* What is needed *
Pull out each line of the items below that contains the string "xmax". Case matters.

>> BEGIN Listing

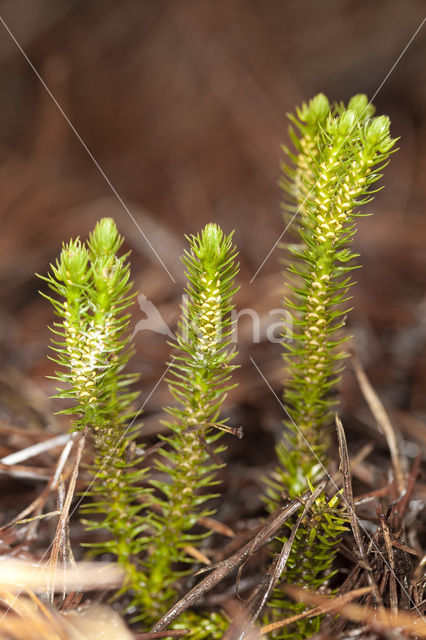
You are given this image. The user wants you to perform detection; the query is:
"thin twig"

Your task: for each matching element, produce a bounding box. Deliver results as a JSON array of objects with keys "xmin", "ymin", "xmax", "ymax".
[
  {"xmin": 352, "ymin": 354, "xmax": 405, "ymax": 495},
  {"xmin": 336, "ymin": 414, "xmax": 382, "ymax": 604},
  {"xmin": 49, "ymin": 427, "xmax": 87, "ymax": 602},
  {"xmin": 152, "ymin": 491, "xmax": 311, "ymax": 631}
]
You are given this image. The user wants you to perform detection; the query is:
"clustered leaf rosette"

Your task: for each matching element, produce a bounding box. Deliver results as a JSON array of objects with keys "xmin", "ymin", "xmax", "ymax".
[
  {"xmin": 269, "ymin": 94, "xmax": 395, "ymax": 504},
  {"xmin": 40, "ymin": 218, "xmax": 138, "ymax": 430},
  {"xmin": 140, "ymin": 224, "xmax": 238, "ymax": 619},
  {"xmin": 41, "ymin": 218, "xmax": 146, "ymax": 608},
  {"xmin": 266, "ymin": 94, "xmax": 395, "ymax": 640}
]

>> END Listing

* Complete answer *
Your task: for each matching element, produce a bounding box. Deliver results as a JSON array of objects with keys "xmin", "ymin", "xmax", "ymax".
  {"xmin": 352, "ymin": 354, "xmax": 405, "ymax": 495},
  {"xmin": 336, "ymin": 414, "xmax": 382, "ymax": 604},
  {"xmin": 49, "ymin": 427, "xmax": 87, "ymax": 602},
  {"xmin": 152, "ymin": 491, "xmax": 311, "ymax": 631}
Your task: for each matching element, produce a bounding box. Deliver results as a JSON array of objects with keys "xmin", "ymin", "xmax", "ymax".
  {"xmin": 269, "ymin": 94, "xmax": 395, "ymax": 504},
  {"xmin": 40, "ymin": 218, "xmax": 138, "ymax": 430},
  {"xmin": 140, "ymin": 224, "xmax": 238, "ymax": 619},
  {"xmin": 41, "ymin": 218, "xmax": 146, "ymax": 608},
  {"xmin": 266, "ymin": 94, "xmax": 395, "ymax": 640}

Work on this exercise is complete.